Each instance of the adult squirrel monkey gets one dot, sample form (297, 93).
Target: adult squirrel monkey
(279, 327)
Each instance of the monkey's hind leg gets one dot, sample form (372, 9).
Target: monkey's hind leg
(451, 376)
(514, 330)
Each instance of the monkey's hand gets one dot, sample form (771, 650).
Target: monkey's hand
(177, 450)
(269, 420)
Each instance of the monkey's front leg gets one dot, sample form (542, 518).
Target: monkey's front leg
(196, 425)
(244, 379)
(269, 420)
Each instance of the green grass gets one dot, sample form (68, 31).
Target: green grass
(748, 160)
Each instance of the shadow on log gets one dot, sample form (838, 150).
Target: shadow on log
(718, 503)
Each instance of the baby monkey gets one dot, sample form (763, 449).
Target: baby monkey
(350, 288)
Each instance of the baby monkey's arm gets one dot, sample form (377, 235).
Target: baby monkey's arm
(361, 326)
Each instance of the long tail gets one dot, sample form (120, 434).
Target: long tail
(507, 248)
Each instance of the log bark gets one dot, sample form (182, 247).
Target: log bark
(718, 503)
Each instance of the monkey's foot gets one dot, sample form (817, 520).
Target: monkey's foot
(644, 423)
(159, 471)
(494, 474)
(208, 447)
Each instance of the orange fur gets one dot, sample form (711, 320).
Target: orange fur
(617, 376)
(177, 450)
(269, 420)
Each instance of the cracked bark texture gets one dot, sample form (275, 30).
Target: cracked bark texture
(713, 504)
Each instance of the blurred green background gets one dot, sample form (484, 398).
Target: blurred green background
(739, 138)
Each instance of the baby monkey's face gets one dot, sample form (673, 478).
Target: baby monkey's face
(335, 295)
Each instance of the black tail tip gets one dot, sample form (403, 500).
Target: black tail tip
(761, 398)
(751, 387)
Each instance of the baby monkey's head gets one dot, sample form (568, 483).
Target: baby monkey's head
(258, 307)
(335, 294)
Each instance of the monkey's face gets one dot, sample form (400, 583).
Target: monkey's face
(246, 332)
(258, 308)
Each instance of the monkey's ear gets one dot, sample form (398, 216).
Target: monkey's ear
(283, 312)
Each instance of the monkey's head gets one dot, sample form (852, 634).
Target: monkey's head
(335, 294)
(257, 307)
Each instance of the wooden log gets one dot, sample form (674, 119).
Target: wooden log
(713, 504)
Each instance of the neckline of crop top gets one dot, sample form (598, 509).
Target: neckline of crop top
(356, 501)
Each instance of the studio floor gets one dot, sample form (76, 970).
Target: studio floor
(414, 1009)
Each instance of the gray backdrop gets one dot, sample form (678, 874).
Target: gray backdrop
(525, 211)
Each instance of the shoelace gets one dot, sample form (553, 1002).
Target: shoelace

::::::::::

Problem requirements: Work out how many lines in this data contain "shoelace". Only that number should be given.

Answer for the task: 2